PROMPT » Copy each entry below verbatim. Skip the pictures.

RECORDS SUPPLIED »
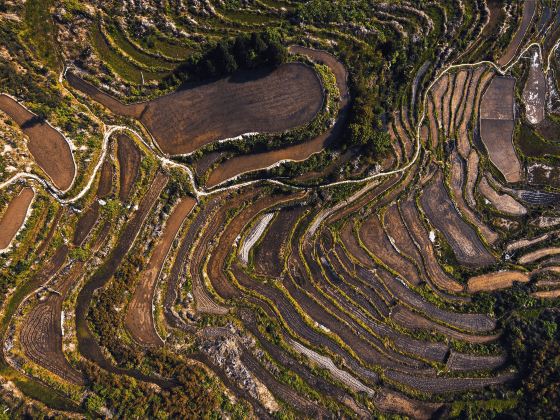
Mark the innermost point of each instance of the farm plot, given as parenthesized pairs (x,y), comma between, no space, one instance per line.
(534,93)
(462,238)
(87,343)
(496,127)
(376,241)
(299,152)
(48,147)
(504,203)
(269,255)
(496,281)
(541,174)
(41,332)
(247,102)
(537,255)
(108,101)
(457,182)
(14,216)
(529,8)
(139,316)
(416,322)
(129,157)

RESULT »
Mark the innermost point of each instance of the farm plot, given as parenthesized pairs (x,y), comma between, no space, one instance per line.
(534,93)
(462,238)
(87,343)
(496,127)
(376,241)
(299,152)
(48,147)
(504,203)
(269,255)
(496,281)
(541,174)
(41,332)
(247,102)
(537,255)
(108,101)
(457,182)
(14,216)
(529,8)
(139,316)
(416,322)
(129,157)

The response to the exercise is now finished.